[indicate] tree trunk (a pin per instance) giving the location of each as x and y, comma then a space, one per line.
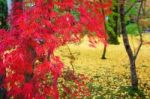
134, 80
104, 52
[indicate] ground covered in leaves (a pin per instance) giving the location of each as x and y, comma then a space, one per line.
110, 78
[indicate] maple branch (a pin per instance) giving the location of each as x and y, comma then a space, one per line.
72, 58
131, 7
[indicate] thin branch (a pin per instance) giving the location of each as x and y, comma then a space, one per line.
72, 58
140, 33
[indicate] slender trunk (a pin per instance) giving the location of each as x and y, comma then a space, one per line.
105, 47
134, 79
104, 52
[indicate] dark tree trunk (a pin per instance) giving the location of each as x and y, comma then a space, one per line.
104, 52
134, 79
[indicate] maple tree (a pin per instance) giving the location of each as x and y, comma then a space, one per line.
28, 67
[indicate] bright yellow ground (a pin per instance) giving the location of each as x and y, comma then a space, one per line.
114, 71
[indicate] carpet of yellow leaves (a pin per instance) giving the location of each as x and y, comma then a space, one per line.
114, 71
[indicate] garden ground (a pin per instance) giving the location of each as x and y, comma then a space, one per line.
112, 74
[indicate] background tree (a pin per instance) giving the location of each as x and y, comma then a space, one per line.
132, 56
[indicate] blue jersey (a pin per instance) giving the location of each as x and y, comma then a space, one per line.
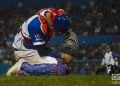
33, 34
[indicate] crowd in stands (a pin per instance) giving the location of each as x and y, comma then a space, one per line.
92, 19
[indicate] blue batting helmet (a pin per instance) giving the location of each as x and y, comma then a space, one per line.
61, 23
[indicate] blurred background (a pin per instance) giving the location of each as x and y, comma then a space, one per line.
96, 23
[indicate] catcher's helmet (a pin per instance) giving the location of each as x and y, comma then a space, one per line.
61, 23
60, 20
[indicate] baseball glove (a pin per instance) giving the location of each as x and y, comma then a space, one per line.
70, 43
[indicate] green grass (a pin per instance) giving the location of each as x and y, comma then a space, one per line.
70, 80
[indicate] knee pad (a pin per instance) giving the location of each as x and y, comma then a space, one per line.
41, 69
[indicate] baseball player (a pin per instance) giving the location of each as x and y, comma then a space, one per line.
109, 60
30, 43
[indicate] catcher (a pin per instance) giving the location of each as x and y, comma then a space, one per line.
31, 52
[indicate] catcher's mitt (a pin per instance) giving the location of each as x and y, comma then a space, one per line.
70, 43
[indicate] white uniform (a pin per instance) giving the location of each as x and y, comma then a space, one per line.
32, 32
109, 59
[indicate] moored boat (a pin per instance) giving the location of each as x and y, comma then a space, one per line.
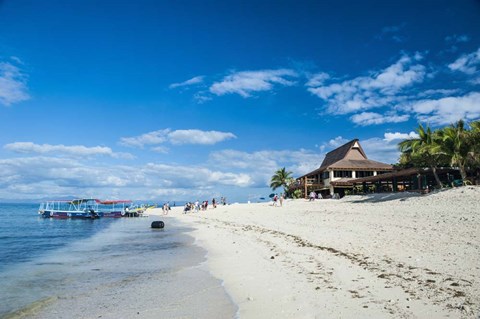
85, 208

::::

= STATED GOAL =
Reproduce all of the items above word for word, omitting the pictures.

= THE SOLUTION =
[indicate] tree trunk (a pin per instance) giving the location of each as x and y, comma then a space, one per line.
134, 80
104, 52
[indicate] ground covered in leaves (a pin per instance) giving the location of each as x and y, comma then a space, one per line.
110, 78
[indicate] maple branch (a pin per instance) giving the location of each as x and y, comma then a space, one per line.
72, 58
131, 7
[indicate] thin branch (a pin per instance) giving the location of each as x and y, comma then a space, one per line.
72, 58
140, 33
[indicate] slender trunk (a pin per instance) giving the location of each as x and y, comma then a space, one per line.
105, 47
134, 79
104, 52
[indicate] dark tree trunk (a pin per instance) giving the location of each as x and y, comma then a space, one per line.
104, 52
134, 79
[indicate] maple tree (a pin per instance) giving the location of each as x and y, comma then a space, one per line.
28, 67
[indicate] bright yellow ground (a pin per instance) giving the location of each as x and y, comma then a space, one per line.
114, 71
[indicate] carpet of yellow leaves (a pin per instance) giving the location of each as x and y, comma then a space, one per line.
114, 71
[indicate] garden ground (a pin per instance) giving the location of each as x and y, comma then a space, one per line.
112, 74
[indicate] background tree (a pin per instance) giving the location of each as x and y, comma then a space, one per line.
132, 56
[indicate] blue jersey (a pin per instance) giving the location of each as x and y, comma then a space, one per line.
33, 34
[indicate] crowd in stands (a pin per instance) giving the location of each as x and y, comma then a space, one per line.
92, 19
[indicate] blue batting helmet (a pin per instance) giving the location of each as x and y, comma then a space, one per line.
61, 23
[indicate] blurred background (a pin per instance) giving the location of each as x and y, comma then a space, one per line.
96, 23
[indicate] catcher's helmet (a pin per instance) giving the location of each as x and y, comma then a space, one per line.
61, 23
60, 20
[indicate] baseball glove (a pin per instance) giving the location of each as x and y, comma then a space, one per line.
70, 43
[indicate] green grass (a pin per instance) giving the location of each as x and y, comma then a space, one per line.
70, 80
[indicate] knee pad (a pin per instance) giving the location of each as x and y, comma then a space, one per line.
41, 69
[indicate] baseball player (a pin per instance) giving the location of each as x and y, comma then a space, one per line.
109, 60
30, 43
[indicate] catcher (a pin per instance) giving the location of each as x and y, comma then a space, one per line.
31, 52
[indicate] catcher's mitt (a pin per instance) giving the location of each as x and y, comma then a space, one per line.
70, 43
[indicate] white uniform (a pin per instance) giving the location of each as x and y, comma then a space, one per line.
32, 32
109, 59
[indicate] moored boat (a pin per instance) giving the location of each as x and y, comma then a space, one per line.
85, 208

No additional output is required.